-- Start of Task input --
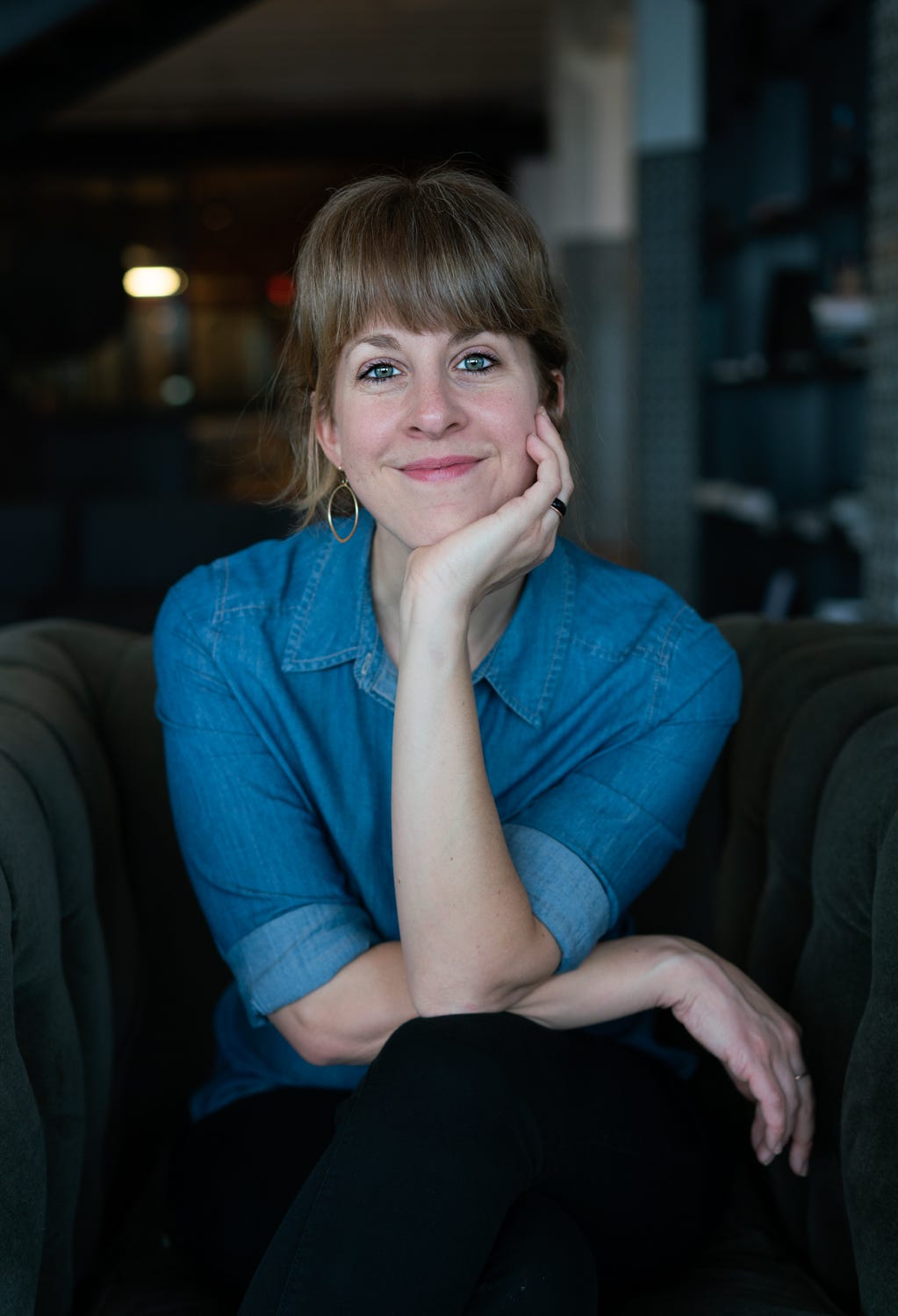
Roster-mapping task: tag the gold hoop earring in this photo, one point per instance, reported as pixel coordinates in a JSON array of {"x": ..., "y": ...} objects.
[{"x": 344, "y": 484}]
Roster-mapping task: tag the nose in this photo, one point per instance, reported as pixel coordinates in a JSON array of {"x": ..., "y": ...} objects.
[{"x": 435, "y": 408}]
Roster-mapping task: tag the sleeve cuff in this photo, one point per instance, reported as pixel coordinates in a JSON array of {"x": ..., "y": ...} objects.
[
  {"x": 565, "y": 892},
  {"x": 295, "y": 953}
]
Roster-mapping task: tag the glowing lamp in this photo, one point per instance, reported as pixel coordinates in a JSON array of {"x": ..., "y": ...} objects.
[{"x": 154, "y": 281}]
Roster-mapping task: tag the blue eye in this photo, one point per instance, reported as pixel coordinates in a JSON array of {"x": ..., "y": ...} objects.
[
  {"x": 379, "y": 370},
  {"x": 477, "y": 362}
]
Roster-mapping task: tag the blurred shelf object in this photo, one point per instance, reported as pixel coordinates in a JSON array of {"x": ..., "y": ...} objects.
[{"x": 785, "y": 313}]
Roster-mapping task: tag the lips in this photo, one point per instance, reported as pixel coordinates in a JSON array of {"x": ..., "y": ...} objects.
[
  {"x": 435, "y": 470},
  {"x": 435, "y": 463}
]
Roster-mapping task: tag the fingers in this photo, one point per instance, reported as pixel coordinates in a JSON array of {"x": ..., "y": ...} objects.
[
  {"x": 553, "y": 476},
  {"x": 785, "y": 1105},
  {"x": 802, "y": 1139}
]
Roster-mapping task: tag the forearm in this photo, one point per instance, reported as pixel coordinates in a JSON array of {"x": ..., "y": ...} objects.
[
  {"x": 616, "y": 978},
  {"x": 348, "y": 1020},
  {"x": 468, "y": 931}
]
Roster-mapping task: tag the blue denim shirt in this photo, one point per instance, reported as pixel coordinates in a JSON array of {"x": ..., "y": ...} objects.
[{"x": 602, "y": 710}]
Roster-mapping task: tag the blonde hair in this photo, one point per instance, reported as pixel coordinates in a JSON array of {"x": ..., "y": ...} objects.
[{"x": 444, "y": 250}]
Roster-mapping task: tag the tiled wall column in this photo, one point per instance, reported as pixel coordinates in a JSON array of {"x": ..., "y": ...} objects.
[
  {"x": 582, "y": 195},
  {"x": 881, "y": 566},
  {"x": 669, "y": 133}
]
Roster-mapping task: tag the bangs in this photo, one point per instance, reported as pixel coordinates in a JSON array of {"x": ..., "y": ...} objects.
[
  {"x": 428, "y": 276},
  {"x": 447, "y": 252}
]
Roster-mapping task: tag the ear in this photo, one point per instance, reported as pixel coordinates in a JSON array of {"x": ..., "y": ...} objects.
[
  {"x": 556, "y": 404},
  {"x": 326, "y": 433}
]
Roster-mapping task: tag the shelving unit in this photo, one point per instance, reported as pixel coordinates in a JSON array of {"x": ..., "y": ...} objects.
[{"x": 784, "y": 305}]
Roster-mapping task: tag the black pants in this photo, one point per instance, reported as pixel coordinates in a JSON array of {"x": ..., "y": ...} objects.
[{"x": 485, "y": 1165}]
-- End of Task input --
▸ Work to complete:
Repeat exactly the lines from the line containing "Roster-mapping task: tag the lips" through the end of the listing above; both boundary lines are part of the output.

▸ Response:
Roster-mapping task: tag the lips in this photo, one point per instance, reported as pixel coordinates in a JSON array of {"x": ..., "y": ...} objects.
[
  {"x": 435, "y": 470},
  {"x": 435, "y": 463}
]
Roster-mapping task: tag the fingers in this photo, one point per instance, reported as pixel coordinates in a JSON array of {"x": ..., "y": ...} objects.
[
  {"x": 553, "y": 476},
  {"x": 785, "y": 1105},
  {"x": 802, "y": 1139}
]
Roster-mapping task: tag the forearm in this photo, one point per instance, reported as pixel coordinates in a JSON array of {"x": ..., "y": ...} objects.
[
  {"x": 616, "y": 978},
  {"x": 348, "y": 1020},
  {"x": 468, "y": 931}
]
Roster-mapping task: tag the blue denim shirt in this photo, one point per instance, reported as pixel coordinates in a JSON array of {"x": ..., "y": ...} objects.
[{"x": 602, "y": 710}]
Roster-mapping task: tag the blonde hair in this photo, one point per instance, reported as pixel coordinates in a JSON array of {"x": ..., "y": ...} objects.
[{"x": 444, "y": 250}]
Roster-mapping task: tag the tiled wall column in this photo, one point per instance, reported as pixel coordinates in a JSON array of {"x": ..., "y": ...} objects.
[
  {"x": 582, "y": 195},
  {"x": 881, "y": 566},
  {"x": 669, "y": 133}
]
Roster-mapping task: tag the bangs in this photo, one point per instance, reported as pixel coordinates in a JSON array of {"x": ..., "y": ...} objects.
[
  {"x": 428, "y": 276},
  {"x": 447, "y": 252}
]
Roster-mapping task: tag the ear in this photo, one point per instance, reported as pixel coordinates in a JSON array of {"x": ..., "y": ...} objects.
[
  {"x": 556, "y": 404},
  {"x": 326, "y": 433}
]
Roster-mapping task: tag the shelving unit in this photo, one point per instance, reported as pixel coordinates in a JSON array of {"x": ..., "y": ...} objects.
[{"x": 784, "y": 305}]
Roster-mapping task: tag the black pants in this photo, one point per instance, reported as pixel coordinates in a JSON array of {"x": ..., "y": ...} objects.
[{"x": 485, "y": 1165}]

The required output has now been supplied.